◆ WRITTEN PROBLEM ◆
Pick out each line of the data below that contains the word "shorts" and copy those lines as they appear.

[Outline labeling data]

------------------------------------

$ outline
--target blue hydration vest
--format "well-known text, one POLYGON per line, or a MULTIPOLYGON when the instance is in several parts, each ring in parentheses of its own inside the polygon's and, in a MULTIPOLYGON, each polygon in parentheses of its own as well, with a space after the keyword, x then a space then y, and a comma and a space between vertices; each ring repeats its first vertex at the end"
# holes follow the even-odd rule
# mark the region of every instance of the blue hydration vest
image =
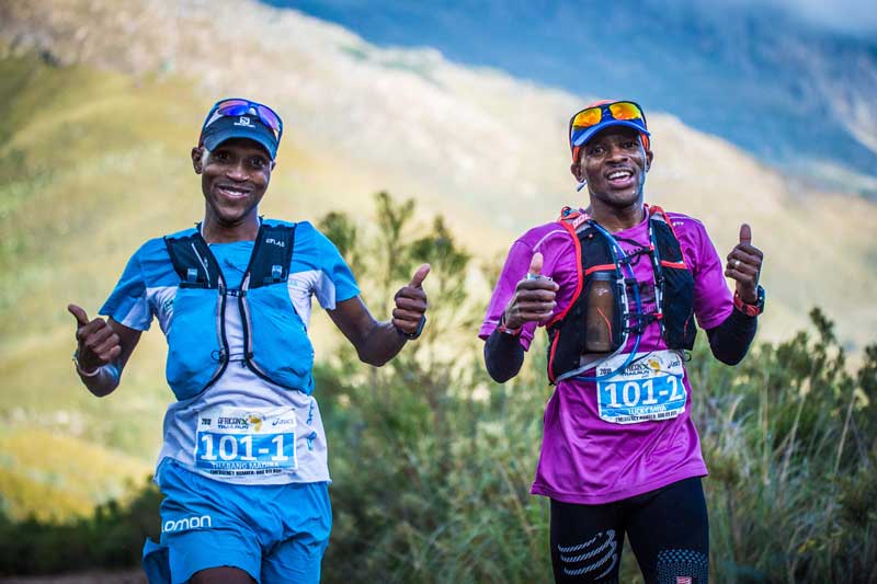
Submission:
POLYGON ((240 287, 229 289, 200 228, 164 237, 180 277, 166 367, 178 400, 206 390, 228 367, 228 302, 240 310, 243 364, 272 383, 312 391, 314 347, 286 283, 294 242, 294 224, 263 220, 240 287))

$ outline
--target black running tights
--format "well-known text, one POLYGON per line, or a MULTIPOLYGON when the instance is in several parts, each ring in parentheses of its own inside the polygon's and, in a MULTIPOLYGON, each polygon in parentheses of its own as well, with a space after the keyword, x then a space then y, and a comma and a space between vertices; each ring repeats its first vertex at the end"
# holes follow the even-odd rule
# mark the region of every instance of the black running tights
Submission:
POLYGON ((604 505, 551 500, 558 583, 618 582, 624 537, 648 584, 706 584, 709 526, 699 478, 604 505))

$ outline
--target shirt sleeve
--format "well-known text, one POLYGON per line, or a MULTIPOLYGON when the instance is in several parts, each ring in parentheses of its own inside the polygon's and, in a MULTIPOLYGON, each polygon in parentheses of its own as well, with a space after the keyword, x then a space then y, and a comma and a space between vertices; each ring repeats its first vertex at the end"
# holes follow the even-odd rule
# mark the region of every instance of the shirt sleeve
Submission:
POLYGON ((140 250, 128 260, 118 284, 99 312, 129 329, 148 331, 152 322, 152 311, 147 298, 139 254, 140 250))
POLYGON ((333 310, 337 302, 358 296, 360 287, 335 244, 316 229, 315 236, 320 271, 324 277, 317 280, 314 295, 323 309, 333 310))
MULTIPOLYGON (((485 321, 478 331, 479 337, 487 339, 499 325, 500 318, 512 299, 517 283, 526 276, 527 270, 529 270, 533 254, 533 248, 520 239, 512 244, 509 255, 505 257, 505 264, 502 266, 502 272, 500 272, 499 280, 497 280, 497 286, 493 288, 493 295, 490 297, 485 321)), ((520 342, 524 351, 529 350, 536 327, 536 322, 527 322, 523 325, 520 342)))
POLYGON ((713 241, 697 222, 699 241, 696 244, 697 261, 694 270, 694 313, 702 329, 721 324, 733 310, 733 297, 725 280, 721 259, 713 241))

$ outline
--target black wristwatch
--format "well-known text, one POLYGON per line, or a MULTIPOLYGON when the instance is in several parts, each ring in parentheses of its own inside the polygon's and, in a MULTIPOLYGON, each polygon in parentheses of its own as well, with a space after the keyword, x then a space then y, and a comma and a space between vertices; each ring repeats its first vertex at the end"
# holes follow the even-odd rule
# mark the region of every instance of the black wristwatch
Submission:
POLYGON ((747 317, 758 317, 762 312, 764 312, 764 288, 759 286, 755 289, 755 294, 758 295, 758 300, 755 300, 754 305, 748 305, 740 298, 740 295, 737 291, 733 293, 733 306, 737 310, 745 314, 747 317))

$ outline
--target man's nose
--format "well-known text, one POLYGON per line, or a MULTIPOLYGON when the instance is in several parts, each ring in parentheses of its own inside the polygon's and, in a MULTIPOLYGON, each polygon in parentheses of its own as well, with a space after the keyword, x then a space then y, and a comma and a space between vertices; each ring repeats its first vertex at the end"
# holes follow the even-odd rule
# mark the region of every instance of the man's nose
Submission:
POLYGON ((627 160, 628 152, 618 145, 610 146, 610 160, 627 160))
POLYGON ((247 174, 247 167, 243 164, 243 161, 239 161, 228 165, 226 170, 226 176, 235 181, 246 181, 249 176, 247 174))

------------------------------------

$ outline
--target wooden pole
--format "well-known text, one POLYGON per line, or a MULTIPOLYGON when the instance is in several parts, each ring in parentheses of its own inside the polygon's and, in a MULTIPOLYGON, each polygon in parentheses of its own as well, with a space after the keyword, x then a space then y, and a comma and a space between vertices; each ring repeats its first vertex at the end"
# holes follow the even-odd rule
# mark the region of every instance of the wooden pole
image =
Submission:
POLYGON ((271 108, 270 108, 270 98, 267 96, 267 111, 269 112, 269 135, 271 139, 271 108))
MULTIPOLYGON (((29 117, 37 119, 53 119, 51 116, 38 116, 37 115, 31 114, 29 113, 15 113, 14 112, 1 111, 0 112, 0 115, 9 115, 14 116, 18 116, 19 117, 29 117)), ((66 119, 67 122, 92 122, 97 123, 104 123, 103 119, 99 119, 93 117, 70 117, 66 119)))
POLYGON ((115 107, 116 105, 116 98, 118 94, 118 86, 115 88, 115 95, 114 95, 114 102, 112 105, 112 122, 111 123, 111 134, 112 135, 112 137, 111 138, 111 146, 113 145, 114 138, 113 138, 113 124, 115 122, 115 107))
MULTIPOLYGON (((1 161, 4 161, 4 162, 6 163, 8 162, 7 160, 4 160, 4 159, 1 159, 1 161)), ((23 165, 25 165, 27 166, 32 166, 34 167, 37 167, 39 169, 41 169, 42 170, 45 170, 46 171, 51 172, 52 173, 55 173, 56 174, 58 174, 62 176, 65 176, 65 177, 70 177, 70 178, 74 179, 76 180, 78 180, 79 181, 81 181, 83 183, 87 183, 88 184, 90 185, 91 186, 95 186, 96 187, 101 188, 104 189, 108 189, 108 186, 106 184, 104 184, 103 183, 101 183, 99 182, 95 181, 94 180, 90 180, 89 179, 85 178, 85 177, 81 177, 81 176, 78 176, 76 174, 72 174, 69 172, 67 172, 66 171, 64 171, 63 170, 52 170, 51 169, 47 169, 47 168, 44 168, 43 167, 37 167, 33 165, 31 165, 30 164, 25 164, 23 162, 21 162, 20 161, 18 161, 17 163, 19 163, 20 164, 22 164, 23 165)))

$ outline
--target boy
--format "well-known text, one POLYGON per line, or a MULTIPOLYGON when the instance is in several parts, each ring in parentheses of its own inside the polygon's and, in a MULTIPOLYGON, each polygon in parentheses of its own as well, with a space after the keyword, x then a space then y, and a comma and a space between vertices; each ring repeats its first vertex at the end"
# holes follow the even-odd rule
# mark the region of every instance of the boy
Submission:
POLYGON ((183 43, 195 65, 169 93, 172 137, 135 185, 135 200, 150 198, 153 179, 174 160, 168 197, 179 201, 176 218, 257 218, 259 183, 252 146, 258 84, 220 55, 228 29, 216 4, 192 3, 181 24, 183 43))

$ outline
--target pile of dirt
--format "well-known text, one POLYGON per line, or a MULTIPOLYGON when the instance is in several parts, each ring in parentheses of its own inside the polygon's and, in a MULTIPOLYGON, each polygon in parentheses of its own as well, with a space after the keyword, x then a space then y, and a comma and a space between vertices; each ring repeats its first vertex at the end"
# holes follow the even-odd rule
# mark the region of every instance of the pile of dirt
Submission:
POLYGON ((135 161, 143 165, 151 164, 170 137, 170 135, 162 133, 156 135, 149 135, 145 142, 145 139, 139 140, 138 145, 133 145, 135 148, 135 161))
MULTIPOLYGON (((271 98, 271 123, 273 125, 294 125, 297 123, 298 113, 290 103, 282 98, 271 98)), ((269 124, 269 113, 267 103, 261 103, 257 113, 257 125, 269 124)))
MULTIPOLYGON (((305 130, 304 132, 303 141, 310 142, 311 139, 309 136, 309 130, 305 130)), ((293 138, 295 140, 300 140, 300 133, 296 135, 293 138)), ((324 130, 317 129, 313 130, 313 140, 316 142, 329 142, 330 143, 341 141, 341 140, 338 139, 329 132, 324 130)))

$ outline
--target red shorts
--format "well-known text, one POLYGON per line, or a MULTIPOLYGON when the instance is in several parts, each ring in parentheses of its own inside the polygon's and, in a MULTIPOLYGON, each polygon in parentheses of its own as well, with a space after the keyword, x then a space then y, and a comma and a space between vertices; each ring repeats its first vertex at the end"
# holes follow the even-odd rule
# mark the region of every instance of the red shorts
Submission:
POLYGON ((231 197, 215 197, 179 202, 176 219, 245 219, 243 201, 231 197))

------------------------------------

◆ REPLY ◆
--target red shorts
# mark the region of every instance of the red shorts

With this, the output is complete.